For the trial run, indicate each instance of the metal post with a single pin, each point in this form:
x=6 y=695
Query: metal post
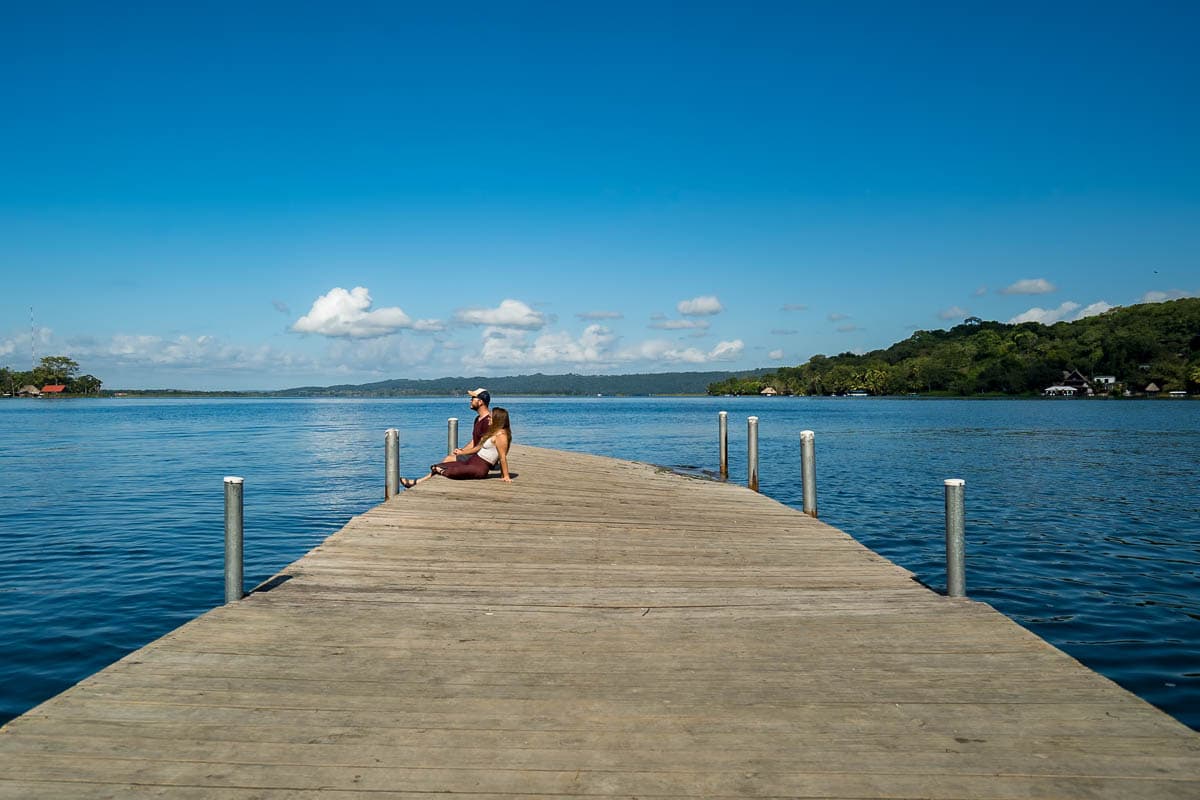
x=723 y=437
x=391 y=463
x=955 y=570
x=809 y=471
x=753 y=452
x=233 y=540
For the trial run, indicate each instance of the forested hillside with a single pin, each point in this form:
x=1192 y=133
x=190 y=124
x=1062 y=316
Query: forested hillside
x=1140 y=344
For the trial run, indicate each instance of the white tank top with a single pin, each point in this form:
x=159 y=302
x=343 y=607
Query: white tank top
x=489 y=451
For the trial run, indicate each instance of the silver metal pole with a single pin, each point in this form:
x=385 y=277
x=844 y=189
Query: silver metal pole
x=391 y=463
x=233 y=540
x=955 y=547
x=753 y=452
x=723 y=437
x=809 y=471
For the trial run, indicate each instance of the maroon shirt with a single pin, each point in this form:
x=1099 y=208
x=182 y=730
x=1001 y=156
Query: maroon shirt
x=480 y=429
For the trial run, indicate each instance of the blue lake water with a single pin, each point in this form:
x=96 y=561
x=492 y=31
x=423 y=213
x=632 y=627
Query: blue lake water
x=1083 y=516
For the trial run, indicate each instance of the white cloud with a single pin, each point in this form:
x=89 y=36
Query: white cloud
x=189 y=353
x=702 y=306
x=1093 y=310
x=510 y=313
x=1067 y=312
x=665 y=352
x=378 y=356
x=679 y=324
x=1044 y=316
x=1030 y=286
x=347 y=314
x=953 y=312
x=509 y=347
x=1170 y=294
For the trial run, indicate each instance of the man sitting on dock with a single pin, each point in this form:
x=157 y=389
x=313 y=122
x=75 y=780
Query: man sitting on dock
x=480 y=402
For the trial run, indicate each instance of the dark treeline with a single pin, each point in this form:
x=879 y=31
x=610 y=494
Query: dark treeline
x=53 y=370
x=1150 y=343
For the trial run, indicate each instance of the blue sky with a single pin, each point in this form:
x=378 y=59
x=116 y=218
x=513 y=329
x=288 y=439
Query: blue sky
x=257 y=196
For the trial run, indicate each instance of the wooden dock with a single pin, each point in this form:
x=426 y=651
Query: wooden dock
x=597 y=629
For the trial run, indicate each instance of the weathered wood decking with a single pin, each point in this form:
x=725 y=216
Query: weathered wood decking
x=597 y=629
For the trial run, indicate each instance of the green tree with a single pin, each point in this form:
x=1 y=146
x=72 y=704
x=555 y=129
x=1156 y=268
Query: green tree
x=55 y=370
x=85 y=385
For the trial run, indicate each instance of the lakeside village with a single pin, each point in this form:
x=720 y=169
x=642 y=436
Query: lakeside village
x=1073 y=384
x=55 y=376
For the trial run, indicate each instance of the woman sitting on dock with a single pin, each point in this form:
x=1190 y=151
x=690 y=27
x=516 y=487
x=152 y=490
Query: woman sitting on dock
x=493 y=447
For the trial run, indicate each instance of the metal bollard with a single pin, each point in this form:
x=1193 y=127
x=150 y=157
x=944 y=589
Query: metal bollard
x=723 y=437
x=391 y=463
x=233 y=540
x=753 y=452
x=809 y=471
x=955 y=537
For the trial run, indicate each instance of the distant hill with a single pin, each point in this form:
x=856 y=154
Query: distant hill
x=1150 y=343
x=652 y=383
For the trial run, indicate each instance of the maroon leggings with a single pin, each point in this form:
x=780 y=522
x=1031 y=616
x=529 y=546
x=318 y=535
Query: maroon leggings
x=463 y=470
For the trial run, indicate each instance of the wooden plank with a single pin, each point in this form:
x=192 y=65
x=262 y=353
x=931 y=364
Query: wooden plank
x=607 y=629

-*-*-

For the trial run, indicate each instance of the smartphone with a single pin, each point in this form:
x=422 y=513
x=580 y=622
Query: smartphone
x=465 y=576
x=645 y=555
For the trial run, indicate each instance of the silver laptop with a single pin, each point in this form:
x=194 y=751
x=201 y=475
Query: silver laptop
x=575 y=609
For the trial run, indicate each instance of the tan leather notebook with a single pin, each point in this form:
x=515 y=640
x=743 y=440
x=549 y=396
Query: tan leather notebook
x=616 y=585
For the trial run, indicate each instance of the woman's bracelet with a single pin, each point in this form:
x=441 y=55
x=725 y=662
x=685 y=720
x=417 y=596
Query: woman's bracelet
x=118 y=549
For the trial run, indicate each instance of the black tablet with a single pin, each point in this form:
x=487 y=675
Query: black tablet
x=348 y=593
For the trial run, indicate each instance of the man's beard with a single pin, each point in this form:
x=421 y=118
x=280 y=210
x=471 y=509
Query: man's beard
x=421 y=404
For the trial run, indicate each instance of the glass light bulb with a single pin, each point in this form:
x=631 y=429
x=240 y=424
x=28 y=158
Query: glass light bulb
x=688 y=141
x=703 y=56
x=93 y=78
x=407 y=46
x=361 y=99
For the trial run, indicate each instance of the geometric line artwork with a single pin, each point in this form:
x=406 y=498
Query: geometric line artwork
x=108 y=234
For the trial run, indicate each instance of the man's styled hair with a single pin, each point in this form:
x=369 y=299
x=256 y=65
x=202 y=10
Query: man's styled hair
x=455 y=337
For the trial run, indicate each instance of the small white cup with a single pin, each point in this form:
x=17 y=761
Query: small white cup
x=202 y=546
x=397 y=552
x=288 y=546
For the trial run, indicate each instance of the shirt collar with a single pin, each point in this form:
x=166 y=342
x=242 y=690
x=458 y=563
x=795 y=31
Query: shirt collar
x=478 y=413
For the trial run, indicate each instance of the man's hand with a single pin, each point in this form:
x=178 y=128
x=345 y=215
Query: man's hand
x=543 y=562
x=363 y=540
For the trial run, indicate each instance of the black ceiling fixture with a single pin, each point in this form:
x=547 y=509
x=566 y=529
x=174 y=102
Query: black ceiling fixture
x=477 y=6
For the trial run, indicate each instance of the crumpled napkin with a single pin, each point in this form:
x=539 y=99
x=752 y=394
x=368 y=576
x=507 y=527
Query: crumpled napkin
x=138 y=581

-*-*-

(Given exercise) Can you copy out, word for word, the part of the records above that opens with the line containing "For the trial run, indicate each instance of the geometric" and closes with the line containing "x=455 y=337", including both of those lines?

(Complete answer)
For the trial run, indicate each instance of the geometric line artwork with a single pin, each point in this form:
x=406 y=498
Query: geometric line artwork
x=108 y=234
For the trial run, indicate each instance of the man's styled hair with a single pin, each point in this form:
x=369 y=299
x=256 y=65
x=202 y=10
Query: man's styled hair
x=455 y=337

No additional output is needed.